#### Activity
Exclude the pictures, then copy word for word the lines running from the beginning of the records through the line with "Identify the white contrail".

#### Task input
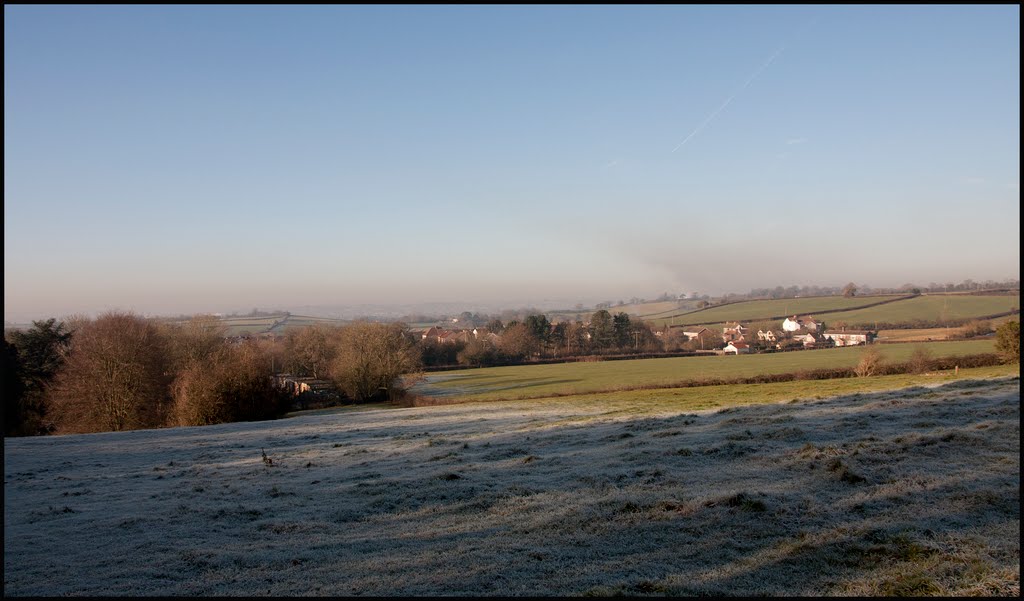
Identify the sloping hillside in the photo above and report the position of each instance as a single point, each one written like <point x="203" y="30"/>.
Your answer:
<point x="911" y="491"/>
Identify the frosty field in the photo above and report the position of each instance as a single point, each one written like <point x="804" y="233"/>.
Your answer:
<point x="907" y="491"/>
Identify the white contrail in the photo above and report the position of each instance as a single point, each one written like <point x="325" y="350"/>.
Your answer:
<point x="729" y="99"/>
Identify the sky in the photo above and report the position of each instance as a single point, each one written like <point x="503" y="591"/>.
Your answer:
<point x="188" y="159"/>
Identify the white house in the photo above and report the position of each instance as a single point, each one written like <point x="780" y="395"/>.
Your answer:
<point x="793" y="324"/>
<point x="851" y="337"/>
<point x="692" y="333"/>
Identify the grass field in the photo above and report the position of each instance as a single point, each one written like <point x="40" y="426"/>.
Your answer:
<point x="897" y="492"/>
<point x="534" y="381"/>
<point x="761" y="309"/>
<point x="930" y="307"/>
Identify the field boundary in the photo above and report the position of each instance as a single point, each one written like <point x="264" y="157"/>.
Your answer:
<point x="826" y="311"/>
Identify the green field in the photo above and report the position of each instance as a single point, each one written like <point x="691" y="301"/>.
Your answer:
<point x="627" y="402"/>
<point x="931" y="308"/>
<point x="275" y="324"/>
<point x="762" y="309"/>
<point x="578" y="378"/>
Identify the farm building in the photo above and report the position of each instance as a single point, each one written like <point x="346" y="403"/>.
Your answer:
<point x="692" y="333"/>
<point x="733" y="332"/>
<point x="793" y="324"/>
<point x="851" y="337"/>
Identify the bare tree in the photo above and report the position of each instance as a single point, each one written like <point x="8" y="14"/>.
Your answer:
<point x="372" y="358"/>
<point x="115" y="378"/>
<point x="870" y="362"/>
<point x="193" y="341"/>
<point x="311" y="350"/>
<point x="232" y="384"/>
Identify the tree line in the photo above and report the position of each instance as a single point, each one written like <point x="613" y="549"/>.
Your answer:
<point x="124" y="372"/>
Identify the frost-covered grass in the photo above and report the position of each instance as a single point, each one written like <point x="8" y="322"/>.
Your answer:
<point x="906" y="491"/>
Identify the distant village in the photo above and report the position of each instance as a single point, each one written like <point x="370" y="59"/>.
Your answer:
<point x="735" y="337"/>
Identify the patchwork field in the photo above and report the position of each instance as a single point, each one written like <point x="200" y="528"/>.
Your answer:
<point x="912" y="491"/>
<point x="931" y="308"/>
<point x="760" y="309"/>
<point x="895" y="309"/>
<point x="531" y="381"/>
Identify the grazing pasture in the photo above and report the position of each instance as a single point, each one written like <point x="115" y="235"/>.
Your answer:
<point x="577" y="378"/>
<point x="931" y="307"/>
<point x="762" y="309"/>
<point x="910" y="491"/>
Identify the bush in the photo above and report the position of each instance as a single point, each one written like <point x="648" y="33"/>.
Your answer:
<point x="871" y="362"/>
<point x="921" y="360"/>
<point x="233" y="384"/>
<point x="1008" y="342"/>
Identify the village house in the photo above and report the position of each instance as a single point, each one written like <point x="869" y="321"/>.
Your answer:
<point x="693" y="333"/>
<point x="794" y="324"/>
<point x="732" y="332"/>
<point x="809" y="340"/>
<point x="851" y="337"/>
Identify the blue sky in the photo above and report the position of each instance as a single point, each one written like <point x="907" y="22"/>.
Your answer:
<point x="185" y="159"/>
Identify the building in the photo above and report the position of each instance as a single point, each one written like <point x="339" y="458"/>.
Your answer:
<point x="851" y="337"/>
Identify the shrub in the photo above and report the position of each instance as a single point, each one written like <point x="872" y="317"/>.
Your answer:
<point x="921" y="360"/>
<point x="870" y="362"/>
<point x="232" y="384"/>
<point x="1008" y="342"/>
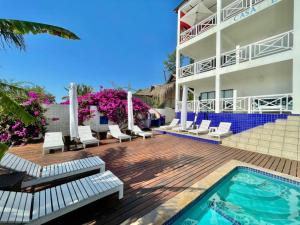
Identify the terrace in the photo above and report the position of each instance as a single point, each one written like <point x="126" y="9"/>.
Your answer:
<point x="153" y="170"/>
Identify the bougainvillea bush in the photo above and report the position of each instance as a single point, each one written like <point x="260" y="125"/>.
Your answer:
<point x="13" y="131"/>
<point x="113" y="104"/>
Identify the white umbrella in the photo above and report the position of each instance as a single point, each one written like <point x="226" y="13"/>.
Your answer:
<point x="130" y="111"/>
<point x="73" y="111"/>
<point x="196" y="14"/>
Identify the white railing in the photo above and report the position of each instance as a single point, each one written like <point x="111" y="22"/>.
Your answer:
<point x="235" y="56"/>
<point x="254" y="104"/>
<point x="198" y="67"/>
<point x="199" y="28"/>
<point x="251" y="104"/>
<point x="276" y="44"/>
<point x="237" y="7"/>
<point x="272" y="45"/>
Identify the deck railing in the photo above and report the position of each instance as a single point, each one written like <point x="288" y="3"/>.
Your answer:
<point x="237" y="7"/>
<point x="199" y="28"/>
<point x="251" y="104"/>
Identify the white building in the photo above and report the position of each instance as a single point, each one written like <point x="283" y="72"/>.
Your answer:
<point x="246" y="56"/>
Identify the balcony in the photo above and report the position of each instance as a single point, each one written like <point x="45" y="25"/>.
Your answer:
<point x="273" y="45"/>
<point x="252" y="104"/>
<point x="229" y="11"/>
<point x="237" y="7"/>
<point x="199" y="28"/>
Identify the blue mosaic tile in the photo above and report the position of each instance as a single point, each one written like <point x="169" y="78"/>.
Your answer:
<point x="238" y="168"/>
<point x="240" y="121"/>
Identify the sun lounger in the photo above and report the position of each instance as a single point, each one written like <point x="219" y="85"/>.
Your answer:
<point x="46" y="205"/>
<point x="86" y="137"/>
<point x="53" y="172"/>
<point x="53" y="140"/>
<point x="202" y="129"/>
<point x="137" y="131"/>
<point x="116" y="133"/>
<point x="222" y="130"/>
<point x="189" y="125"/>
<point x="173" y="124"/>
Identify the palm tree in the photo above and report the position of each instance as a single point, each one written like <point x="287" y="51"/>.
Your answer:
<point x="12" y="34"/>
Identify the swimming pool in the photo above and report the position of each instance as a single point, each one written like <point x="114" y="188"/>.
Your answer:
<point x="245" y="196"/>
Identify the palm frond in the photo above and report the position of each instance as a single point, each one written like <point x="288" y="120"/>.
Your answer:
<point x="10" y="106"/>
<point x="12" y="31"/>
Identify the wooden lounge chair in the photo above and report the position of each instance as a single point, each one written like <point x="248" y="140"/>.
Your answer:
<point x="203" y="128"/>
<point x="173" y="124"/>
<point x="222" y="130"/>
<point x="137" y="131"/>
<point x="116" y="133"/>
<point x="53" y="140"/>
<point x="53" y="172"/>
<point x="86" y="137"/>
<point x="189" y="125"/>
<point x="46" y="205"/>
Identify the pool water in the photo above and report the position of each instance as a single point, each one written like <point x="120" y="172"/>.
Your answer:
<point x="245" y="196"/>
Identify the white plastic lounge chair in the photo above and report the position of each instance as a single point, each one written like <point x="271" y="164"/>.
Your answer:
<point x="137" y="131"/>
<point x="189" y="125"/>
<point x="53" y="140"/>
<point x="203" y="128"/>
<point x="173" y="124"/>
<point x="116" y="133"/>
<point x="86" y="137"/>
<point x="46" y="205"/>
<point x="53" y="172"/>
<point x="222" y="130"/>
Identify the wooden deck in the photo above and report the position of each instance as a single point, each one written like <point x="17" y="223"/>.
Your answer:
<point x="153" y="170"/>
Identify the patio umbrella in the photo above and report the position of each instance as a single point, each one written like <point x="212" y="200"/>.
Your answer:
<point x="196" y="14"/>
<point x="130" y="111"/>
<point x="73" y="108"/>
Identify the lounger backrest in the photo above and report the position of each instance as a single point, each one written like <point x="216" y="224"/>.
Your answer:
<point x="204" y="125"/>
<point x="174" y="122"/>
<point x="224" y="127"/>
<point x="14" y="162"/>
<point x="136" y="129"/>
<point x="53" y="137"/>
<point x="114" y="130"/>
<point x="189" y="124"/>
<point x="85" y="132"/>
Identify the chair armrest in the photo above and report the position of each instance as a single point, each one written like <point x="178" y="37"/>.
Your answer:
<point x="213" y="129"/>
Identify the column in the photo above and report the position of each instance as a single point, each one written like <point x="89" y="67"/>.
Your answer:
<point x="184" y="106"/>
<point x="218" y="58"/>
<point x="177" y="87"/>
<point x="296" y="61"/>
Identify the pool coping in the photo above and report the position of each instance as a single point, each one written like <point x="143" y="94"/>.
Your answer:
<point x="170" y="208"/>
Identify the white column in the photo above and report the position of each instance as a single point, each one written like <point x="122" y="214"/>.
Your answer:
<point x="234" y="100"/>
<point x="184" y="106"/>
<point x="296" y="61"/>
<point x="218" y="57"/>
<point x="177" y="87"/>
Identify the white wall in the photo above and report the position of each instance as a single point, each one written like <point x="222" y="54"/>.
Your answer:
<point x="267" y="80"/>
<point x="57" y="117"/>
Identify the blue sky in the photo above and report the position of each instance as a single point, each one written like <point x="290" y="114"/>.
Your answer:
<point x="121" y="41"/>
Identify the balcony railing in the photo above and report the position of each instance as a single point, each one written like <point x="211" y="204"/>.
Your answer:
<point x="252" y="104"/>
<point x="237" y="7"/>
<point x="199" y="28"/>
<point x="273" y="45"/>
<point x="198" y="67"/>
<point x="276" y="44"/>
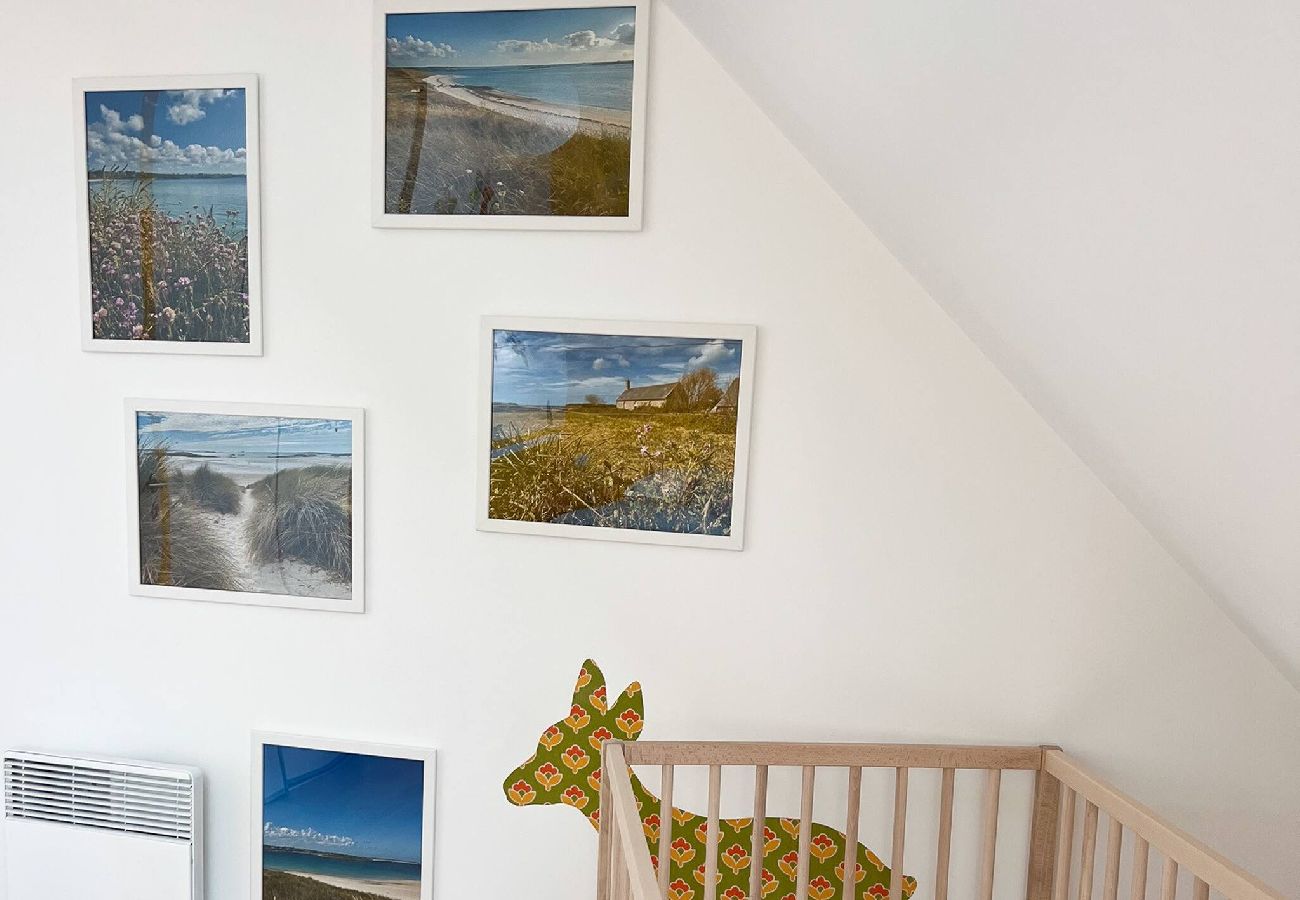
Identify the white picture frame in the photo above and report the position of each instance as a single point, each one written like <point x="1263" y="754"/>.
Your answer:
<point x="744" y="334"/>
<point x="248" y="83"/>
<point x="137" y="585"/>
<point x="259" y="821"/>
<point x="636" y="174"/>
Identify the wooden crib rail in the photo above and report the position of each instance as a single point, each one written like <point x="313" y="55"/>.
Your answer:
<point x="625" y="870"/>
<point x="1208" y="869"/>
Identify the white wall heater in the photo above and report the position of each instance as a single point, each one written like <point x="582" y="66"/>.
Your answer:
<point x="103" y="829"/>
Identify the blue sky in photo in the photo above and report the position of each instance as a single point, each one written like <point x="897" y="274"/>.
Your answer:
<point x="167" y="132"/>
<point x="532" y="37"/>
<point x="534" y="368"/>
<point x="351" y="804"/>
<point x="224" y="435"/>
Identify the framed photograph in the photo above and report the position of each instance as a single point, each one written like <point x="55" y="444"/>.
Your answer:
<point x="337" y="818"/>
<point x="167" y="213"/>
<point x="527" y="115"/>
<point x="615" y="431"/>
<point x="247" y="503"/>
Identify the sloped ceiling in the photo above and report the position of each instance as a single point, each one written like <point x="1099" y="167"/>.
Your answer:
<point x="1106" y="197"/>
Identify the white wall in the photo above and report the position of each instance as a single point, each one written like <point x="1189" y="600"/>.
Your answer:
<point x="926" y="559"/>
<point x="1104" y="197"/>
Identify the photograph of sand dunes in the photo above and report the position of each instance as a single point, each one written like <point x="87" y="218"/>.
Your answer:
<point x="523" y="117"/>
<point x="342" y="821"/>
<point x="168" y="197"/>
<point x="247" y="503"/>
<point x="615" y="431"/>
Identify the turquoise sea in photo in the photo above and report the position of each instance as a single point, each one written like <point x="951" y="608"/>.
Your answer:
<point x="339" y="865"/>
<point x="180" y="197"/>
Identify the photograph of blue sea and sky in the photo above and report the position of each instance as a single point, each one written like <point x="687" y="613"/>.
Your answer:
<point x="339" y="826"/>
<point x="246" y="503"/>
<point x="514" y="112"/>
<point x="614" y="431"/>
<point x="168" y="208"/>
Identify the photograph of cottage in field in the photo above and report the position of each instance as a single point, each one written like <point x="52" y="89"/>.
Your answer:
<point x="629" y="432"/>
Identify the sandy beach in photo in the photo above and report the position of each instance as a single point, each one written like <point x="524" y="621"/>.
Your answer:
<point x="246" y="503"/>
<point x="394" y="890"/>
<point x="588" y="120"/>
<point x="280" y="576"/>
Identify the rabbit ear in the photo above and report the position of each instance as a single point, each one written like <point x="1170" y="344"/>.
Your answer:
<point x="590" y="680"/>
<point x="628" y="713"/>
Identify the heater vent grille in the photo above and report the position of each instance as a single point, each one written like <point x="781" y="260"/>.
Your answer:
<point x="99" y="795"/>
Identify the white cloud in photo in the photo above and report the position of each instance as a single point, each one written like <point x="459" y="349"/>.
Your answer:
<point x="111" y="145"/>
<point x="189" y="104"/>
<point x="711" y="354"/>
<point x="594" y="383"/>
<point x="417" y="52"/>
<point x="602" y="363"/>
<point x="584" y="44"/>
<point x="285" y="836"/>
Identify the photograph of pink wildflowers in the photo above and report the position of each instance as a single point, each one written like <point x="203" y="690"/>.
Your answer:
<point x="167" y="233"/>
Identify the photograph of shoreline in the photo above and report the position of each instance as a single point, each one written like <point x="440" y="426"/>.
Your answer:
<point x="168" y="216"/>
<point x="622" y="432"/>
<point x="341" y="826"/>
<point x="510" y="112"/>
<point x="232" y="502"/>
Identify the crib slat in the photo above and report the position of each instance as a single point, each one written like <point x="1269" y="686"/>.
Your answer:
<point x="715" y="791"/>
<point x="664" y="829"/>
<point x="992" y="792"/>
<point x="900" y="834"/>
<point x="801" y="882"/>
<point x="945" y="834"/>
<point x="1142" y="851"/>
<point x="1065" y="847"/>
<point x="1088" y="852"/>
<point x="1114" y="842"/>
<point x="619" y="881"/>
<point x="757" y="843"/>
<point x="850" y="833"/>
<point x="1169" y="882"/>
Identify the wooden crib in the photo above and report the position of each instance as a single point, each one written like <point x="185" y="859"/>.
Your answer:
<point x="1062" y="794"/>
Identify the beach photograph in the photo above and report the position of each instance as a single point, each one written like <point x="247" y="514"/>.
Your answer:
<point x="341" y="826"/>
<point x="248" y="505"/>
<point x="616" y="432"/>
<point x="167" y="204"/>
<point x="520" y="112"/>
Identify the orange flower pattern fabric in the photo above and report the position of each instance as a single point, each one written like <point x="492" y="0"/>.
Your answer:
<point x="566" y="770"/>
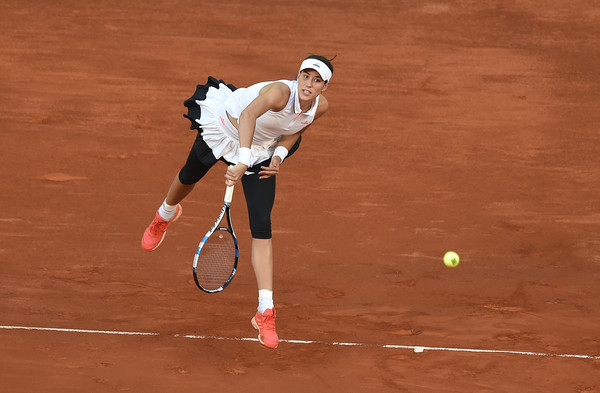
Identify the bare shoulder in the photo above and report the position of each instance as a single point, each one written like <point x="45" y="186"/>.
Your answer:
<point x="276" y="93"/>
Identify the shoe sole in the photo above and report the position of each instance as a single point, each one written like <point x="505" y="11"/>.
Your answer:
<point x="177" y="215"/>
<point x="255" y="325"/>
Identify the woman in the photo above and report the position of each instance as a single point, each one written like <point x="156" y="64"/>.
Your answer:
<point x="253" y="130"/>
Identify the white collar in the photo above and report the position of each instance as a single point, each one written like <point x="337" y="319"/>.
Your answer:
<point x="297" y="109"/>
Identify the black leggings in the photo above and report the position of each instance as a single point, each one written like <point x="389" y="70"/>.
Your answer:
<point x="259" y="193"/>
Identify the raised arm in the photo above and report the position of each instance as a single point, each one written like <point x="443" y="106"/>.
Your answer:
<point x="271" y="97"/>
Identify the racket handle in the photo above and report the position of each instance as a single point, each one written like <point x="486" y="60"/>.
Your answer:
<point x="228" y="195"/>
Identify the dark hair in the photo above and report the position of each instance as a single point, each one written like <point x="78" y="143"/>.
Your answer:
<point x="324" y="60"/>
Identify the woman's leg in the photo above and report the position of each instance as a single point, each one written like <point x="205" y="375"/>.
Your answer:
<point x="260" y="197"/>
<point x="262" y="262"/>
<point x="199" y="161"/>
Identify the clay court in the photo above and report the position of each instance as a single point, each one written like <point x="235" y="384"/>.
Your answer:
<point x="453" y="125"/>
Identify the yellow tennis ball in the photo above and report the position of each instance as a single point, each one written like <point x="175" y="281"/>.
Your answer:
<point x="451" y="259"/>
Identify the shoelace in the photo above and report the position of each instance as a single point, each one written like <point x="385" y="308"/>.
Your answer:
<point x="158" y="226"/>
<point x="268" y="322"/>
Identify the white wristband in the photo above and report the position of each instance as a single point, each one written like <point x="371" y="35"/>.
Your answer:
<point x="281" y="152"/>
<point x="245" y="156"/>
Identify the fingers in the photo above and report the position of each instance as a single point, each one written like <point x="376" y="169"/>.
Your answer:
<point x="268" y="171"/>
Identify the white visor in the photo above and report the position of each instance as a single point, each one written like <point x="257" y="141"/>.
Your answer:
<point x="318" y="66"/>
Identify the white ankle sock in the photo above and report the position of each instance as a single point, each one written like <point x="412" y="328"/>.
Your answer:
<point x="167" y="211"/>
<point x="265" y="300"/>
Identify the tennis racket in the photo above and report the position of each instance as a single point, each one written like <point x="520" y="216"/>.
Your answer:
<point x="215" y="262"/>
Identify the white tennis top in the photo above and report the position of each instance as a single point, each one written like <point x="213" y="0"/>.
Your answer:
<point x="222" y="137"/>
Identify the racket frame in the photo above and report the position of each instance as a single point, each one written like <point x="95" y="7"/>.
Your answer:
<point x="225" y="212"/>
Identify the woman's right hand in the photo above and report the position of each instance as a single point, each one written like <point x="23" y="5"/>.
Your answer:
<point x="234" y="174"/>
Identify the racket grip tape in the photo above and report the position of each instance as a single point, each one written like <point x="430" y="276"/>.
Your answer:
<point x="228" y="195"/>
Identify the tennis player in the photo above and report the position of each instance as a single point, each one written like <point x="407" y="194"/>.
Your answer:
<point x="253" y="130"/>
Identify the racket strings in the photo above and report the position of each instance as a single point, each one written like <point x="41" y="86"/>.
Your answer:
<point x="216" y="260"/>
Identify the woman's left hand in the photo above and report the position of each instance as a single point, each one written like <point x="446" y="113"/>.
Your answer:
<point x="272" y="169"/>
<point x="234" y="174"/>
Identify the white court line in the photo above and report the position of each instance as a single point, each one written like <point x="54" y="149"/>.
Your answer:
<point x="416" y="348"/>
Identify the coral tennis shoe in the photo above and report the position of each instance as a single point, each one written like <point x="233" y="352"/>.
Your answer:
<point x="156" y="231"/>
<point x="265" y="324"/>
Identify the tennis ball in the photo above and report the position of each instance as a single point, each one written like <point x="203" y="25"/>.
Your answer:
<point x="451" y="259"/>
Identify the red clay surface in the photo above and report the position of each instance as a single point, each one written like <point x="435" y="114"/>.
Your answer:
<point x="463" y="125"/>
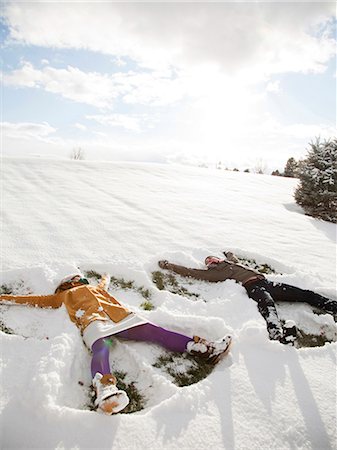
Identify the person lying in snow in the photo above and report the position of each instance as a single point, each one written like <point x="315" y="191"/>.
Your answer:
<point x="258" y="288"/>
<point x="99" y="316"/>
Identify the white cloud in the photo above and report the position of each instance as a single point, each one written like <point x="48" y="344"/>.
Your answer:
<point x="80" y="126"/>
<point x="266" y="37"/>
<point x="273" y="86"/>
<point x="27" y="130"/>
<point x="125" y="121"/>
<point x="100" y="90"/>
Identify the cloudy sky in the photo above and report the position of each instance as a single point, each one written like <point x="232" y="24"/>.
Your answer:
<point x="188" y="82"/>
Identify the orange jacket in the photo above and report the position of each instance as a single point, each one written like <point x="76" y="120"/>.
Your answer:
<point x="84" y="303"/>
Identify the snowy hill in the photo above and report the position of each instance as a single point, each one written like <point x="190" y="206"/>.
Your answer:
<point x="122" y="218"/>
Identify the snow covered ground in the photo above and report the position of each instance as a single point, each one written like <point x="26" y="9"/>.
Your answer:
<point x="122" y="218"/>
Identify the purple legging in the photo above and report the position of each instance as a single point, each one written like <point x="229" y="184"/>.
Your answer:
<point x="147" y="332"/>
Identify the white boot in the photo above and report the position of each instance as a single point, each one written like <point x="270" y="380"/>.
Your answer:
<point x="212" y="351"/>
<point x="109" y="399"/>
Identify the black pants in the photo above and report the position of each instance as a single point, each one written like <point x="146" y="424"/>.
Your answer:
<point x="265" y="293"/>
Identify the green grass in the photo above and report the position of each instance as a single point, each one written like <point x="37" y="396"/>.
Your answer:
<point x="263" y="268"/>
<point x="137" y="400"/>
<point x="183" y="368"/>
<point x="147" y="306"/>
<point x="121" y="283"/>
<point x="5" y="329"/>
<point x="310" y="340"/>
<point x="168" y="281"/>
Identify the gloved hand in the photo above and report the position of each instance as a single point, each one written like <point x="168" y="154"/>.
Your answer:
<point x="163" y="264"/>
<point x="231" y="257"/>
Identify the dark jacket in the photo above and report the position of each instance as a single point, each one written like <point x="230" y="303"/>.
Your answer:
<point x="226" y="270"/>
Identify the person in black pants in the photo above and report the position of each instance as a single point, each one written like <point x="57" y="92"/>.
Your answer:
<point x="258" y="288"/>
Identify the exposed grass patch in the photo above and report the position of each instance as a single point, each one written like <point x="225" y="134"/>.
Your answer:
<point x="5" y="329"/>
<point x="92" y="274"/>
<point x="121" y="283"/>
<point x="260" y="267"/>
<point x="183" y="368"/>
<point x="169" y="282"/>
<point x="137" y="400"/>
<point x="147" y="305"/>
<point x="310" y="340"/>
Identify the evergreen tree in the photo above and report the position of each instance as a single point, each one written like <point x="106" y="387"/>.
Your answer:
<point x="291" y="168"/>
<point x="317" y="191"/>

#### Result for this exercise
Identify the sloping hillside in the photo above and report the position of each instance as a single point, each one written like <point x="203" y="30"/>.
Your answer:
<point x="911" y="491"/>
Identify the frosty field in the photo above and report the position of each instance as a single point, each one written like <point x="804" y="233"/>.
Your answer:
<point x="907" y="491"/>
Identify the white contrail in the photo above and report the position of each instance as a single point, each one written like <point x="325" y="350"/>.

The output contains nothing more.